Short task 1:
Output the labeling entries that follow the residency passage as a two-column CSV with the columns "prompt" and "response". Give one row per entry, with its request and its answer each in a single quoted field and line breaks replaced by spaces.

While the Resident Artist’s primary relationship will be with the Artistic Director, the SDCF Resident Artist will also collaborate with the senior artistic team on any significant projects happening throughout the season. Theaters applying to host the Resident Artist will use the application to detail the collaborations and potential projects most appropriate for their theatre, which will be shared with potential Resident Artist applicants, so the applicants know what to expect from their time at the theater.

While SDCF will support a one-year residency, it is our hope the relationship between artist and institution builds and grows beyond the one-year commitment. In support of that goal, the host theatre must pledge to hire their Resident Artist to direct or choreograph at their institution within three years of the residency’s completion. The host theatre will need to provide additional payment applicable to the appropriate SDC contract; if not an SDC Member, then SDCF will expect prevailing rates to apply as the stipend provided is not intended to supplant artists’ fees.

We also understand that some portion of this residency may take place virtually, depending on the circumstances of a theatre’s given region. Also, in designating this program for mid-career artists, the Resident Artist will likely have other artistic and/or personal obligations throughout the year of their residency. To support the Resident, the host theatre will be flexible in providing leave and virtual work time for these prior obligations.

Short task 2:
Reproduce the residency passage from "While the Resident" to "at the theater.", substituting "Executive Director" for "Artistic Director".

Stored rows:
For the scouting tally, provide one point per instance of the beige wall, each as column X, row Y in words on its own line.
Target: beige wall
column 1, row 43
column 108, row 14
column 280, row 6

Full answer 1:
prompt,response
"For the scouting tally, provide one point per instance of the beige wall, each as column X, row Y in words on its own line. Target: beige wall","column 1, row 43 column 108, row 14 column 280, row 6"

Full answer 2:
While the Resident Artist’s primary relationship will be with the Executive Director, the SDCF Resident Artist will also collaborate with the senior artistic team on any significant projects happening throughout the season. Theaters applying to host the Resident Artist will use the application to detail the collaborations and potential projects most appropriate for their theatre, which will be shared with potential Resident Artist applicants, so the applicants know what to expect from their time at the theater.